■ WHAT YOU HAVE TO DO ■
Which lines in the listing below contain the string "range"? Copy each of them in full.

■ INPUT DATA ■

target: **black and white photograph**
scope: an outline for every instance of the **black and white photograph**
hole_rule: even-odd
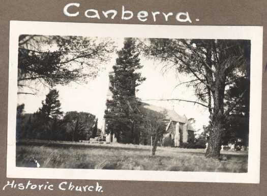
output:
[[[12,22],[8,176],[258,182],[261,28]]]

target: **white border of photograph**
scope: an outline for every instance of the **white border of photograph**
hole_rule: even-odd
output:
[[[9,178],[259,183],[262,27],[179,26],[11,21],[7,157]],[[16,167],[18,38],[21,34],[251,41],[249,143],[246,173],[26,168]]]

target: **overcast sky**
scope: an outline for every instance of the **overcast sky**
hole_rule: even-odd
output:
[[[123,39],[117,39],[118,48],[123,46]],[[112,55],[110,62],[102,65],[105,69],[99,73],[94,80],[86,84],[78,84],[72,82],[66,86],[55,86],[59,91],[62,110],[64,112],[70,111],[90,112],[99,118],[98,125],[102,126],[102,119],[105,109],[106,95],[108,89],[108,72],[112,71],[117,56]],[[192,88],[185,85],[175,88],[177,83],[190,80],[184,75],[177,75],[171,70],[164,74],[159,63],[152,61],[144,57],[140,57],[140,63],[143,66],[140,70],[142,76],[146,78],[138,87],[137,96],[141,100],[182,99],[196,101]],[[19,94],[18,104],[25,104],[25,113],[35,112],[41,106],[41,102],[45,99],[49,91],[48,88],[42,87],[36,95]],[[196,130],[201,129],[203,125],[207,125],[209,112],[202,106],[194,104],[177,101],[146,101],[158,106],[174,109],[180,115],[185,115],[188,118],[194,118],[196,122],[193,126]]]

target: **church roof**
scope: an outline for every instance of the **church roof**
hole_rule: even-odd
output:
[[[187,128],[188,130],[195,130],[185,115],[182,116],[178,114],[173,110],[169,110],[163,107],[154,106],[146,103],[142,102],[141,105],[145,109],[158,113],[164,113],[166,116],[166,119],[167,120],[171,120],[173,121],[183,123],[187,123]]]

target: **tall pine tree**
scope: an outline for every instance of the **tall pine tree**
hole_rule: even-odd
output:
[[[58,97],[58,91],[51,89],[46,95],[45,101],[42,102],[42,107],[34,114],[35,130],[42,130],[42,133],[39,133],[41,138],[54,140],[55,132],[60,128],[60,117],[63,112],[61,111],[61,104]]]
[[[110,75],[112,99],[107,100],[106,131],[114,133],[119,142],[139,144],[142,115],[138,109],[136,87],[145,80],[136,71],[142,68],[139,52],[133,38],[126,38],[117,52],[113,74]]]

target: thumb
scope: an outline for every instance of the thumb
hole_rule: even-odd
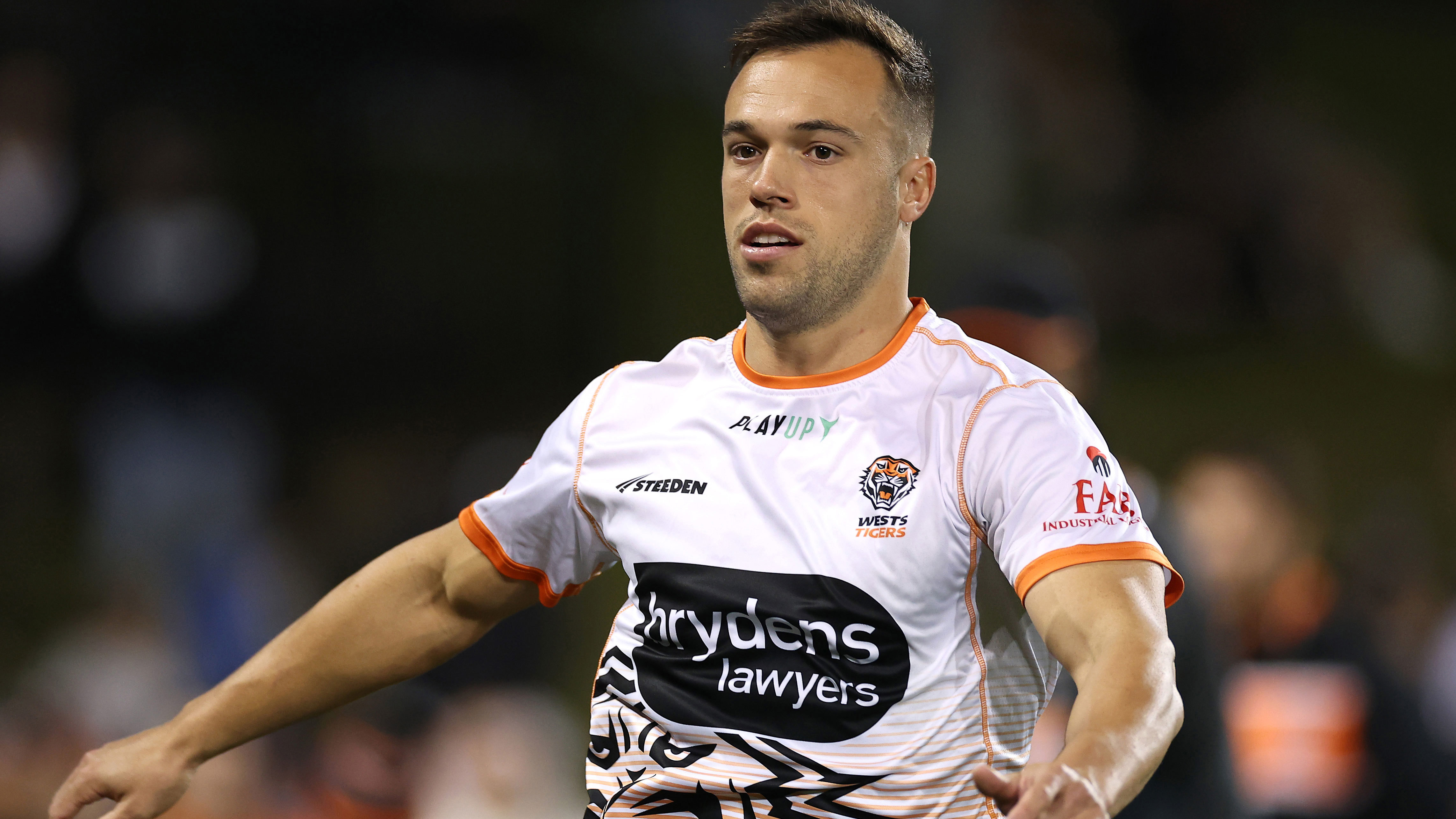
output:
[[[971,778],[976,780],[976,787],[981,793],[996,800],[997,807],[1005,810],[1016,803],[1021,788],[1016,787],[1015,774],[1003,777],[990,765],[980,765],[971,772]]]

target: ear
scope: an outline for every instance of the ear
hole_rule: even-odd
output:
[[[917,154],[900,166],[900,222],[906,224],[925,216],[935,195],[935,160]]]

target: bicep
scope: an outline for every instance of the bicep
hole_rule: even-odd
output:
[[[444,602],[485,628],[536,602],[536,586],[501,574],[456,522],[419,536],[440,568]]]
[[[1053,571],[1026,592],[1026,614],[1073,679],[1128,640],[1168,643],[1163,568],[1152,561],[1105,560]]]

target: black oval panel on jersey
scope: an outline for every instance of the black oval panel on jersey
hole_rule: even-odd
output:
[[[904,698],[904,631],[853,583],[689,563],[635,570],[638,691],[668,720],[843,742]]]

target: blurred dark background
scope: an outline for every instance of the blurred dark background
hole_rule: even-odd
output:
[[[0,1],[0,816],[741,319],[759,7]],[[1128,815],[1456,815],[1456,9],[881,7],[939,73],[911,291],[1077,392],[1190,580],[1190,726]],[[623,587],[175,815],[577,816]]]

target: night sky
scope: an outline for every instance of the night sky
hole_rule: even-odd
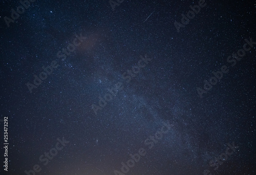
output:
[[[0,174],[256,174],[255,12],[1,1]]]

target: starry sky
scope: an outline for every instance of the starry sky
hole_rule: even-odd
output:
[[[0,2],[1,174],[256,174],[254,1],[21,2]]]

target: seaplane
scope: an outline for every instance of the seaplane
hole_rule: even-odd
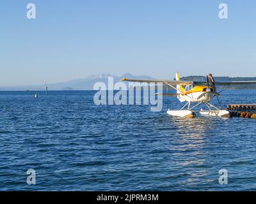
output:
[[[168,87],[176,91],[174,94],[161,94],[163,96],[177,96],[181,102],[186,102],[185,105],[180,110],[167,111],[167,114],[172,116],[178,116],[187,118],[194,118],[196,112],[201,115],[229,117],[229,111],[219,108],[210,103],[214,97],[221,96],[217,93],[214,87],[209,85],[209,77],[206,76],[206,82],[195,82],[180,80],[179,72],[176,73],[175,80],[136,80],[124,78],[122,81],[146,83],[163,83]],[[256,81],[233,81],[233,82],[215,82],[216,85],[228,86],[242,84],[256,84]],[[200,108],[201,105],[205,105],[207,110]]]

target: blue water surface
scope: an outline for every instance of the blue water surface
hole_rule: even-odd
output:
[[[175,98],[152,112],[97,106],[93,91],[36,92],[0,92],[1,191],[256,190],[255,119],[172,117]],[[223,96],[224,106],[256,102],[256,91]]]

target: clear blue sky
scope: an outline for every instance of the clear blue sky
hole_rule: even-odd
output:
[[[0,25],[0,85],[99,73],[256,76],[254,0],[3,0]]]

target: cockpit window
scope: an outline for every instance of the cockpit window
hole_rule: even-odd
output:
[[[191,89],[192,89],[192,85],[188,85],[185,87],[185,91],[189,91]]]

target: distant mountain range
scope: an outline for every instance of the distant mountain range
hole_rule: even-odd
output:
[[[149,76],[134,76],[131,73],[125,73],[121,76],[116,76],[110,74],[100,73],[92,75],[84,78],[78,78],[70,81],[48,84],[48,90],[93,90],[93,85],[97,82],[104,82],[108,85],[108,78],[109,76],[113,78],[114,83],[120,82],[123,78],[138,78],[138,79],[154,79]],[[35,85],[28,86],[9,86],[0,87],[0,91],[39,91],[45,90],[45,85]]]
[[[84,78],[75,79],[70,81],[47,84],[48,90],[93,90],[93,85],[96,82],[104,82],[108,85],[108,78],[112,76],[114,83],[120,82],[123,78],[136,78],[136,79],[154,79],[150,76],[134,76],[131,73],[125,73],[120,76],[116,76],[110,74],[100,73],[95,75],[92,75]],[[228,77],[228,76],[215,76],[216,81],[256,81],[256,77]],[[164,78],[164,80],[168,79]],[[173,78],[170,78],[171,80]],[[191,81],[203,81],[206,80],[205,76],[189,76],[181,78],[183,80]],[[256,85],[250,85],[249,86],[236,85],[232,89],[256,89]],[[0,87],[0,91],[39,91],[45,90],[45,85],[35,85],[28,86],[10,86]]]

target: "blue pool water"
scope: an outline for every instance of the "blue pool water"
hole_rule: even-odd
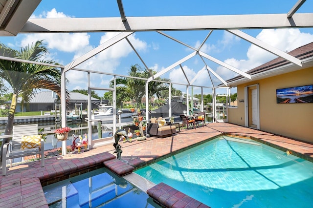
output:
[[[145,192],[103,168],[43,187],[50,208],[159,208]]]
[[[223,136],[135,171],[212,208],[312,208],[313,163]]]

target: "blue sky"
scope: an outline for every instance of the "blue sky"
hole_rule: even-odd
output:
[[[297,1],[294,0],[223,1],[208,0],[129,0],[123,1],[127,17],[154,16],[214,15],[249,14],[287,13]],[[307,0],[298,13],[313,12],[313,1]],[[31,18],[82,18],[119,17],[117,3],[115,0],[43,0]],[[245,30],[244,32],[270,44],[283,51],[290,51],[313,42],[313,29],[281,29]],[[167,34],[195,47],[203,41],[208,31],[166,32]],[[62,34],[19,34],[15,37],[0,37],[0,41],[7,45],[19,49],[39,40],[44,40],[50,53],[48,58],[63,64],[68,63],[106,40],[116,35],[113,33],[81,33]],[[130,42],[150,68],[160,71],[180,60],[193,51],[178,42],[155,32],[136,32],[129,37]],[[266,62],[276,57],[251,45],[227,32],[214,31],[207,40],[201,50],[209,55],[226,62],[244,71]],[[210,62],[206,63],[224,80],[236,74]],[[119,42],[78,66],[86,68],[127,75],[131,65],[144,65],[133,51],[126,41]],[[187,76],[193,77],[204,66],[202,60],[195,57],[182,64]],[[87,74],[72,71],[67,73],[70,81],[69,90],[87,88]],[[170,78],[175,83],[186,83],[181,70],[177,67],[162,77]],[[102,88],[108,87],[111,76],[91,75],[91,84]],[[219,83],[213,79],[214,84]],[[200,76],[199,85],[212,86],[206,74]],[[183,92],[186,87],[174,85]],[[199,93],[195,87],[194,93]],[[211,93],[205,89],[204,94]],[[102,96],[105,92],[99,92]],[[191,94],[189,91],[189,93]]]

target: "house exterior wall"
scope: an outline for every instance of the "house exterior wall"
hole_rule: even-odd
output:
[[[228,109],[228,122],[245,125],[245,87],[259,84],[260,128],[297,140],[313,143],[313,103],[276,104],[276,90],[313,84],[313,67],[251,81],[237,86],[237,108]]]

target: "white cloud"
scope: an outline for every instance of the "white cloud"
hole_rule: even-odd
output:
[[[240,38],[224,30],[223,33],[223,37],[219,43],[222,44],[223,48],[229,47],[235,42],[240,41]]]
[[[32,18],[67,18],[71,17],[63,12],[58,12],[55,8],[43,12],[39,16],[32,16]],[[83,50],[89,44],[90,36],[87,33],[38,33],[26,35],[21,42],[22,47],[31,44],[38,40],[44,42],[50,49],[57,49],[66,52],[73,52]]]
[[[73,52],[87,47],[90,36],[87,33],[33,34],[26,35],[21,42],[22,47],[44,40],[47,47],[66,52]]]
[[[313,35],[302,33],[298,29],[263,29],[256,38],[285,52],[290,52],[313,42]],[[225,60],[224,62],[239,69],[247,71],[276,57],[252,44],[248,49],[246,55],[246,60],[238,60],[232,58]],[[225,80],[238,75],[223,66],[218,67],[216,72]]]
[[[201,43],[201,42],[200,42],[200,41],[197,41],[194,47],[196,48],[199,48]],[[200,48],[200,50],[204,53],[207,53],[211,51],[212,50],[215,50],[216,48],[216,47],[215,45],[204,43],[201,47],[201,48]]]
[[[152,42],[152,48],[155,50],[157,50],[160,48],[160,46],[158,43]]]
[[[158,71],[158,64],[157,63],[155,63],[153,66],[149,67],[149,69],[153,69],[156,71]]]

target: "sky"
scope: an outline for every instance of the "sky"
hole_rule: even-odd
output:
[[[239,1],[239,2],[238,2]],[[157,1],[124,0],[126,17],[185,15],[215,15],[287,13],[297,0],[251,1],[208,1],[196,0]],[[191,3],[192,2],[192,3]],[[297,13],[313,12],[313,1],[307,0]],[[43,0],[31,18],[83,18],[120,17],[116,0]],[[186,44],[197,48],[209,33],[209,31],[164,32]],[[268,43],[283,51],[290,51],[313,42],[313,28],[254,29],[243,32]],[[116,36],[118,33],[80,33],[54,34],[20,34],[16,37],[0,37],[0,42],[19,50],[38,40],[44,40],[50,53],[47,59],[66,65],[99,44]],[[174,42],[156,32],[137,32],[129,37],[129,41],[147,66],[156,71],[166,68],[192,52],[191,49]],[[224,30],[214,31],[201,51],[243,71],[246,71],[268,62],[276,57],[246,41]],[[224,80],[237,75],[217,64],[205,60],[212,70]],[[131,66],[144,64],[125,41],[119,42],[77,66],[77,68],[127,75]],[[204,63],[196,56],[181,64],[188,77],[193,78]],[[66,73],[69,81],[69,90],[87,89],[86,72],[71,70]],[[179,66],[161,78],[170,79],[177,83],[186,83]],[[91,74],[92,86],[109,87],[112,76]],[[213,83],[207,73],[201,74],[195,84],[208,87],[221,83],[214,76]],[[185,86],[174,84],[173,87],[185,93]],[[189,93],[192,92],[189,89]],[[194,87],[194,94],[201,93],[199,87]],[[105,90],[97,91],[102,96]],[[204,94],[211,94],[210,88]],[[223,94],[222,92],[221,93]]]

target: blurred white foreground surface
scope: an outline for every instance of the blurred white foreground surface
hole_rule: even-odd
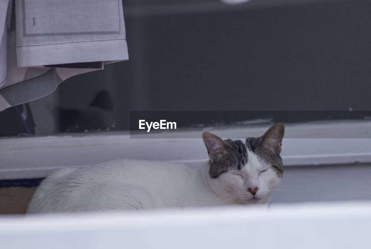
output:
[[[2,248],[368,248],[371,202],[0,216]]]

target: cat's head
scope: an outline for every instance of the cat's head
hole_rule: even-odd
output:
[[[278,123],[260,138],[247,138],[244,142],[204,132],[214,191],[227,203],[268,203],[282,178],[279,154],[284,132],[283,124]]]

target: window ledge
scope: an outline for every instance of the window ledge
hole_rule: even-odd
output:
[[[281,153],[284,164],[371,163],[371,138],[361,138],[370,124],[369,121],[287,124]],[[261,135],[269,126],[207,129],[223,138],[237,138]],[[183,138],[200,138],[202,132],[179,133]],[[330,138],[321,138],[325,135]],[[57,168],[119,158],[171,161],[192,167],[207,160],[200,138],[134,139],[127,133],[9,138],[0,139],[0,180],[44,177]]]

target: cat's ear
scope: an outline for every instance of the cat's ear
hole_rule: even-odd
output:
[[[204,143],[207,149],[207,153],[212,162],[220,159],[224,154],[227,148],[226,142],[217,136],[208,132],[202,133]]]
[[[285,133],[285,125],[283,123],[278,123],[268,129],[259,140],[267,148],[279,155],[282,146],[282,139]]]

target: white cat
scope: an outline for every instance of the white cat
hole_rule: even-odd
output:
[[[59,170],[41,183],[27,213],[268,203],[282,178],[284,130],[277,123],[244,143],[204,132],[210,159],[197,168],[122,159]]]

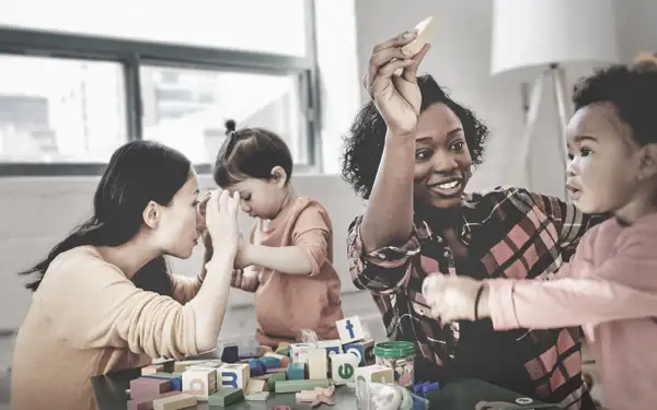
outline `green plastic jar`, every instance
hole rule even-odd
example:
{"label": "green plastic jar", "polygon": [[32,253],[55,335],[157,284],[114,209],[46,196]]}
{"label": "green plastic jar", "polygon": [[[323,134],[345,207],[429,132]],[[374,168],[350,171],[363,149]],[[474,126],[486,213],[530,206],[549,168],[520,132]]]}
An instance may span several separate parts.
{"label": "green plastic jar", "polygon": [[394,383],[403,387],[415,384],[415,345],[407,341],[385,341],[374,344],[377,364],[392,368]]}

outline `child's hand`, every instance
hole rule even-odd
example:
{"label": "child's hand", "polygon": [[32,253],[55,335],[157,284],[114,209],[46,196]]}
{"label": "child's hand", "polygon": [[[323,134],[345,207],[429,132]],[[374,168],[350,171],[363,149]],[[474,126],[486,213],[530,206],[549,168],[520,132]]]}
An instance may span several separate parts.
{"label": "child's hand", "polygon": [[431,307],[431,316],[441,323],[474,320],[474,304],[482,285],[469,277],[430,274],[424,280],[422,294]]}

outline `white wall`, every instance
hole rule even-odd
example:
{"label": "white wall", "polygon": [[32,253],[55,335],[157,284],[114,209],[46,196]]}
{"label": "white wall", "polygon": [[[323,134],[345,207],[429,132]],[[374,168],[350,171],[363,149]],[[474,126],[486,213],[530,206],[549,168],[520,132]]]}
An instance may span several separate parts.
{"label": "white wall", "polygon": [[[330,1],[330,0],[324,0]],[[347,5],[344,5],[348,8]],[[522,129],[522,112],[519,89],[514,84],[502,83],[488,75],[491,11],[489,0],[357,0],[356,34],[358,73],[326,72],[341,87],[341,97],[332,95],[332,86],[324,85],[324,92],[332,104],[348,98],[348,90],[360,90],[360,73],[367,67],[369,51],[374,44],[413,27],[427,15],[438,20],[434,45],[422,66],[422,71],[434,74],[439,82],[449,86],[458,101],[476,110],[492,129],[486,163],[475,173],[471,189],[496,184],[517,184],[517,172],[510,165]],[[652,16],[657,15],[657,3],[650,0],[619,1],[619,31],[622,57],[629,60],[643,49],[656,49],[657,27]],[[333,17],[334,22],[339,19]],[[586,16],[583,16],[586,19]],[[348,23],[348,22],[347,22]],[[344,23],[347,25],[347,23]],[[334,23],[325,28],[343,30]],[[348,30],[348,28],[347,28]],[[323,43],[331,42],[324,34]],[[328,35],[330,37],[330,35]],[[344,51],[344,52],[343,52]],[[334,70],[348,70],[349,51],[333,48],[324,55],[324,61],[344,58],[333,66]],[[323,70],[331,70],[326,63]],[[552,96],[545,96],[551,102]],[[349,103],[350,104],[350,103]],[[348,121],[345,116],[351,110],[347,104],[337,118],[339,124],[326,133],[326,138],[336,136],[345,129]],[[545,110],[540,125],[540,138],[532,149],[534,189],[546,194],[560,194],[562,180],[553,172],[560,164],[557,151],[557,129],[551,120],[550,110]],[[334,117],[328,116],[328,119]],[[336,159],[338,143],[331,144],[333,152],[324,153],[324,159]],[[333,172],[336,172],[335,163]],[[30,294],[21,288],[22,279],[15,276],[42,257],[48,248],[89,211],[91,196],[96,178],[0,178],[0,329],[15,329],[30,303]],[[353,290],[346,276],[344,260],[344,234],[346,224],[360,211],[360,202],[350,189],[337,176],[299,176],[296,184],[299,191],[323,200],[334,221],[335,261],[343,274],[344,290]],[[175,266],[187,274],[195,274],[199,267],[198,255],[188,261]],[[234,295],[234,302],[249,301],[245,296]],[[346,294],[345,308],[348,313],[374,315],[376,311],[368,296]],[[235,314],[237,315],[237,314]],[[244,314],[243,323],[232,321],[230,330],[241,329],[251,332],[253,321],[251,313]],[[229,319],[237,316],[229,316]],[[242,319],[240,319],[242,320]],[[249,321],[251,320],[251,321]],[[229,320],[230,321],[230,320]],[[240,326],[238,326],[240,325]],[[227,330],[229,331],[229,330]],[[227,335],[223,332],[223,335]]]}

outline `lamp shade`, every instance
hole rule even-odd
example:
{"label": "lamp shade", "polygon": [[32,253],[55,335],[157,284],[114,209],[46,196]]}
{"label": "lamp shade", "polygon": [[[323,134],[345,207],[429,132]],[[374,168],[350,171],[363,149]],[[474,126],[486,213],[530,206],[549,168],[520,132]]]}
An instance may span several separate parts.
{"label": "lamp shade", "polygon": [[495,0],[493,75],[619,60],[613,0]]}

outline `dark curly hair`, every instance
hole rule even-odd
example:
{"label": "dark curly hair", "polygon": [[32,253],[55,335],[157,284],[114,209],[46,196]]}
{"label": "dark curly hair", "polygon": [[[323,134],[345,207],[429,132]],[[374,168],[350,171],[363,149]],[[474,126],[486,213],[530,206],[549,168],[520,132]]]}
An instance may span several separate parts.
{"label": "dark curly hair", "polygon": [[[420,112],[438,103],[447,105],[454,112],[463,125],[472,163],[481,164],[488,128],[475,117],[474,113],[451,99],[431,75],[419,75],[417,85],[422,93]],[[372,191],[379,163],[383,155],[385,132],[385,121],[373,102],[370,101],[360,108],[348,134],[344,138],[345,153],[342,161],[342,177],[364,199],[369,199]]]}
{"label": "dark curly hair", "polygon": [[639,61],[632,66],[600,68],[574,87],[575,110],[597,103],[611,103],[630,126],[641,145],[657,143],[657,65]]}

■ THE SOLUTION ■
target: distant mountain range
scope: an outline for every instance of the distant mountain range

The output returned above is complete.